Aim: Copy every record below, exactly as written.

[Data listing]
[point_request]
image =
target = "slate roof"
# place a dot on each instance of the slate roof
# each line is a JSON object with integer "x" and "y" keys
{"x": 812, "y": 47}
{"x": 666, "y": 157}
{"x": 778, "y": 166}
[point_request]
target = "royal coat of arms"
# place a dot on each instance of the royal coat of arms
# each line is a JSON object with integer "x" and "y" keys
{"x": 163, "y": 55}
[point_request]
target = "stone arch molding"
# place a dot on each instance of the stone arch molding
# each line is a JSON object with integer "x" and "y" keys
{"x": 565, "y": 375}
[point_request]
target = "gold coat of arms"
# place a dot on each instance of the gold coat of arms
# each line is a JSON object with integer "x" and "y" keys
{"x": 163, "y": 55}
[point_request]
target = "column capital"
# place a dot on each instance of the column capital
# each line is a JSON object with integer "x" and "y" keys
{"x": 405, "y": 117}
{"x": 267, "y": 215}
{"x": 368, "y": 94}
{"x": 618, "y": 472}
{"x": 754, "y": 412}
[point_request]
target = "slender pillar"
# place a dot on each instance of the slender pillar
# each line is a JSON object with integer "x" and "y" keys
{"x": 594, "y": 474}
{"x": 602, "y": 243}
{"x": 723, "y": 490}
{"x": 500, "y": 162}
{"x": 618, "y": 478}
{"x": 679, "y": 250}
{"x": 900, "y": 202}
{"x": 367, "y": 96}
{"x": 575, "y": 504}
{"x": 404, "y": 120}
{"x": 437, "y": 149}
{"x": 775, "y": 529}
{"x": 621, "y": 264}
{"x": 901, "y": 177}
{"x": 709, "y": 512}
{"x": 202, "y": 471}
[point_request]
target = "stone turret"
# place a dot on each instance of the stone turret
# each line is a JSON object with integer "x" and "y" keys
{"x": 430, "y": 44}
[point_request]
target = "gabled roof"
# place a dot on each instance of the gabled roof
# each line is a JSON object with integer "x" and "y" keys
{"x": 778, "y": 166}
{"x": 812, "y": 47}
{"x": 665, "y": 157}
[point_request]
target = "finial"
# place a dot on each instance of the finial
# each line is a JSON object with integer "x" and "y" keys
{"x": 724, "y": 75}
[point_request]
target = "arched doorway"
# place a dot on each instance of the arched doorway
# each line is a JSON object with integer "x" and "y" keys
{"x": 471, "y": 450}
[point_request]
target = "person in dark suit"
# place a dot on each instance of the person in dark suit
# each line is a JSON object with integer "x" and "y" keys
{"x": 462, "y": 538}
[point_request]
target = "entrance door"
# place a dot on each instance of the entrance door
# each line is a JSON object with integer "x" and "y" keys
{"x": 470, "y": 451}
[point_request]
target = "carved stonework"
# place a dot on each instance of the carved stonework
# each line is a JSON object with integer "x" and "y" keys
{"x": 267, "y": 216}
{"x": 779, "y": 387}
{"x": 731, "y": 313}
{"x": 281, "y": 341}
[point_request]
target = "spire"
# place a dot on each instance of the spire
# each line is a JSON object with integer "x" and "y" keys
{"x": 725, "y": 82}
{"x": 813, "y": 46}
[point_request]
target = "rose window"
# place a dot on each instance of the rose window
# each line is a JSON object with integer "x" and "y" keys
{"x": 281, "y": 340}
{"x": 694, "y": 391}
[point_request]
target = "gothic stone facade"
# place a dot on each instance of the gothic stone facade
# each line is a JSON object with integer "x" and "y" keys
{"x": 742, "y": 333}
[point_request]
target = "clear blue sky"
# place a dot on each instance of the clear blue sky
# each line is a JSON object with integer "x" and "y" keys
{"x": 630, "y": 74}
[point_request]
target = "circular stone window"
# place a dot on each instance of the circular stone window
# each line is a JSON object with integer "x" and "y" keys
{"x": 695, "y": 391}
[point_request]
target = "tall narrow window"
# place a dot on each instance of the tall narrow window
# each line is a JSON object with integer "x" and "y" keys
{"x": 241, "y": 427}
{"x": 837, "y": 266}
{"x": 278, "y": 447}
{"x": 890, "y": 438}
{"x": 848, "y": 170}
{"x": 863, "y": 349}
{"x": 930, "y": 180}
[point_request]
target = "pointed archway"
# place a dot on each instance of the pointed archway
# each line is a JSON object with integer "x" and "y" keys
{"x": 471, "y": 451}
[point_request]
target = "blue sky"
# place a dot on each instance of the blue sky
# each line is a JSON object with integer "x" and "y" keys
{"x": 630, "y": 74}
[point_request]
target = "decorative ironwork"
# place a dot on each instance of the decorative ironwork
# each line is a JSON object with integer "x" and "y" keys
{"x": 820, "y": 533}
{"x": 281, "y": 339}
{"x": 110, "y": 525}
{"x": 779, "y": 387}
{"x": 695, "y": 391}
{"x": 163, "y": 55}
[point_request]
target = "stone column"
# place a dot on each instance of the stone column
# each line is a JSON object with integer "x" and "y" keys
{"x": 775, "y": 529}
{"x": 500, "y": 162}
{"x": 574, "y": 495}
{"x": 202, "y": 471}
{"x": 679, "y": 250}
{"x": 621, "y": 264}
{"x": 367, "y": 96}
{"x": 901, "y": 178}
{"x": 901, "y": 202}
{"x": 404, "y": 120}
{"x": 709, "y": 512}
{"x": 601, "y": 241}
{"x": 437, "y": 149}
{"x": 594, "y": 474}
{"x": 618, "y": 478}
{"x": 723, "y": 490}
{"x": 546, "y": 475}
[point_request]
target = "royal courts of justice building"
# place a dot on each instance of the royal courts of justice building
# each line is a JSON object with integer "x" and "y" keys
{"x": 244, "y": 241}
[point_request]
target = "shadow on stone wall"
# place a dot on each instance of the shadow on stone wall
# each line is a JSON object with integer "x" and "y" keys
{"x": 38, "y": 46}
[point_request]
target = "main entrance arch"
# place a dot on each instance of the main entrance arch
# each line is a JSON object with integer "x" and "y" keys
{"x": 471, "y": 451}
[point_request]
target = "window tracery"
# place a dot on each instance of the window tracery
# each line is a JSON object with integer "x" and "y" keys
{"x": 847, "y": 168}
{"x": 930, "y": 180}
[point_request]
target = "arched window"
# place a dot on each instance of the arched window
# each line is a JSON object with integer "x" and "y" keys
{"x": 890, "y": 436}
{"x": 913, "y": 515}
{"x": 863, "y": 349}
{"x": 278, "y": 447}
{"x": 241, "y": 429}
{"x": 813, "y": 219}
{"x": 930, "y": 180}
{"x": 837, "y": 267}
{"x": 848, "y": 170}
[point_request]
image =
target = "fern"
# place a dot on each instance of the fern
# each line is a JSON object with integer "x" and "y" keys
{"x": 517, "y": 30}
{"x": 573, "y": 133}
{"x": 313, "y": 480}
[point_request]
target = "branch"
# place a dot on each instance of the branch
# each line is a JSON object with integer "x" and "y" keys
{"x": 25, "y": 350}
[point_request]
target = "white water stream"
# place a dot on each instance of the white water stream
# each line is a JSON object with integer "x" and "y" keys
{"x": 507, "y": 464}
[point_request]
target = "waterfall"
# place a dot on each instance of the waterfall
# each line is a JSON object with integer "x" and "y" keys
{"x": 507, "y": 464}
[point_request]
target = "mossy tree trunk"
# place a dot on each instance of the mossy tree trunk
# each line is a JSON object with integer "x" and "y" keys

Problem solution:
[point_request]
image =
target = "slate roof"
# place a dot on each instance of the slate roof
# each line is a JSON object with integer "x" and "y" keys
{"x": 812, "y": 47}
{"x": 666, "y": 157}
{"x": 778, "y": 166}
[point_request]
target = "royal coat of arms"
# place a dot on each instance of the royal coat of arms
# each line is a JSON object with integer "x" and "y" keys
{"x": 163, "y": 55}
[point_request]
target = "stone arch molding"
# place a dot on each instance of the stone arch molding
# each line is a JSON object with integer "x" and "y" keys
{"x": 565, "y": 375}
[point_request]
target = "gold coat of arms"
# place a dot on each instance of the gold coat of arms
# each line is a JSON object with integer "x" and "y" keys
{"x": 163, "y": 55}
[point_request]
target = "column capital"
# place a dot on each instance of the column capital
# each line is a JSON object with integer "x" and "y" keys
{"x": 405, "y": 117}
{"x": 267, "y": 215}
{"x": 368, "y": 94}
{"x": 618, "y": 472}
{"x": 754, "y": 412}
[point_request]
target = "slender pillar"
# place a dot on each instance of the slender pillar
# each line is a JSON object with integer "x" and "y" keys
{"x": 594, "y": 474}
{"x": 602, "y": 243}
{"x": 723, "y": 490}
{"x": 500, "y": 162}
{"x": 618, "y": 478}
{"x": 679, "y": 250}
{"x": 900, "y": 202}
{"x": 367, "y": 96}
{"x": 575, "y": 504}
{"x": 404, "y": 120}
{"x": 437, "y": 149}
{"x": 775, "y": 529}
{"x": 621, "y": 264}
{"x": 901, "y": 177}
{"x": 709, "y": 512}
{"x": 202, "y": 471}
[point_request]
target = "stone turret"
# place a dot on each instance of the stone turret
# each line is a JSON object with integer "x" and "y" keys
{"x": 430, "y": 44}
[point_request]
target = "gabled roof"
# place a dot on each instance of the gabled roof
# each line is a JSON object with integer "x" and "y" keys
{"x": 778, "y": 166}
{"x": 812, "y": 47}
{"x": 665, "y": 157}
[point_request]
target = "finial"
# place a dot on each instance of the finial
# each line is a JSON object with integer "x" and "y" keys
{"x": 724, "y": 75}
[point_request]
target = "arched doorway"
# place a dot on each instance of the arched doorway
# each line is a JSON object with integer "x" and "y" keys
{"x": 471, "y": 450}
[point_request]
target = "person in dark suit"
# place a dot on each instance of the person in dark suit
# each line is a JSON object with integer "x" and "y" keys
{"x": 462, "y": 538}
[point_request]
target = "entrance door"
# place a dot on each instance of the entrance door
# each line is a JSON object with integer "x" and "y" keys
{"x": 470, "y": 451}
[point_request]
target = "carved stonework"
# place a dot on each instance of the carved stonework
# each line is a JSON object with integer "x" and "y" keys
{"x": 267, "y": 216}
{"x": 779, "y": 387}
{"x": 731, "y": 313}
{"x": 281, "y": 341}
[point_request]
target = "spire"
# place a dot on each instance of the spire
# each line is a JSON object with integer "x" and "y" keys
{"x": 725, "y": 82}
{"x": 813, "y": 46}
[point_request]
target = "rose window"
# place a dot on each instance of the rose window
# each line is a JSON object with integer "x" and "y" keys
{"x": 281, "y": 340}
{"x": 694, "y": 391}
[point_request]
target = "gothic stone facade"
# place a dot on each instance of the gothic stone facade
# each line is a JSON object with integer "x" and "y" keys
{"x": 742, "y": 333}
[point_request]
target = "clear blue sky"
# place a dot on each instance of the clear blue sky
# each line is a JSON object with integer "x" and "y" keys
{"x": 630, "y": 74}
[point_request]
target = "circular stone window"
# place a dot on each instance of the circular stone window
# each line is a JSON object with integer "x" and "y" keys
{"x": 695, "y": 391}
[point_request]
target = "tall narrow window"
# place a dot on each instance of the tall narrow window
# each line is a JSON object with integer "x" and "y" keys
{"x": 241, "y": 427}
{"x": 837, "y": 266}
{"x": 278, "y": 447}
{"x": 890, "y": 438}
{"x": 848, "y": 170}
{"x": 863, "y": 349}
{"x": 930, "y": 180}
[point_request]
target = "pointed archway"
# place a dot on each instance of the pointed archway
# each line is a JSON object with integer "x" and "y" keys
{"x": 471, "y": 451}
[point_request]
target = "blue sky"
# place a dot on each instance of the blue sky
# each line is a JSON object with integer "x" and "y" keys
{"x": 630, "y": 74}
[point_request]
target = "decorative ironwork"
# place a dot on each instance of the decorative ironwork
# each line is a JSON object with integer "x" and "y" keys
{"x": 820, "y": 533}
{"x": 281, "y": 339}
{"x": 110, "y": 525}
{"x": 779, "y": 387}
{"x": 695, "y": 391}
{"x": 163, "y": 55}
[point_request]
target = "stone column"
# place a dot on each instance of the stone column
# each line is a JSON object with integer "x" and "y" keys
{"x": 775, "y": 529}
{"x": 500, "y": 162}
{"x": 574, "y": 495}
{"x": 202, "y": 471}
{"x": 679, "y": 250}
{"x": 621, "y": 264}
{"x": 367, "y": 96}
{"x": 901, "y": 178}
{"x": 901, "y": 202}
{"x": 404, "y": 120}
{"x": 709, "y": 512}
{"x": 601, "y": 241}
{"x": 437, "y": 149}
{"x": 594, "y": 474}
{"x": 618, "y": 478}
{"x": 723, "y": 490}
{"x": 546, "y": 475}
[point_request]
target = "royal courts of justice building"
# place a dot on each instance of the royal courts of justice building
# each line is a JSON object with integer "x" and "y" keys
{"x": 244, "y": 241}
[point_request]
target = "shadow on stone wall"
# place a dot on each instance of the shadow on stone wall
# each line is a JSON object with integer "x" and "y" keys
{"x": 38, "y": 46}
[point_request]
target = "main entrance arch"
# place a dot on each instance of the main entrance arch
# each line is a JSON object with integer "x" and "y" keys
{"x": 471, "y": 451}
[point_request]
target = "window tracery"
# place a dot on each instance of the window tracery
# each line is a JSON object with integer "x" and "y" keys
{"x": 847, "y": 168}
{"x": 930, "y": 180}
[point_request]
target = "arched window"
# place a dot on each instance of the arched window
# each line is a JSON object with integer "x" and "y" keys
{"x": 890, "y": 436}
{"x": 913, "y": 515}
{"x": 863, "y": 349}
{"x": 278, "y": 447}
{"x": 241, "y": 429}
{"x": 813, "y": 219}
{"x": 930, "y": 180}
{"x": 837, "y": 267}
{"x": 848, "y": 170}
[point_request]
image =
target = "fern"
# place a dot on each instance of the fern
# each line is a JSON object with integer "x" and "y" keys
{"x": 517, "y": 30}
{"x": 573, "y": 133}
{"x": 313, "y": 480}
[point_request]
target = "branch"
# place a dot on each instance of the branch
# each line is a JSON object with integer "x" and "y" keys
{"x": 25, "y": 350}
[point_request]
target = "white water stream"
# place a dot on each instance of the white water stream
# each line is a JSON object with integer "x" and "y" keys
{"x": 507, "y": 464}
[point_request]
target = "waterfall"
# place a dot on each instance of the waterfall
# each line is a JSON object with integer "x" and "y" keys
{"x": 507, "y": 464}
[point_request]
target = "mossy tree trunk"
# place a dot on each instance of the mossy tree trunk
# each line is a JSON object with integer "x" and "y" keys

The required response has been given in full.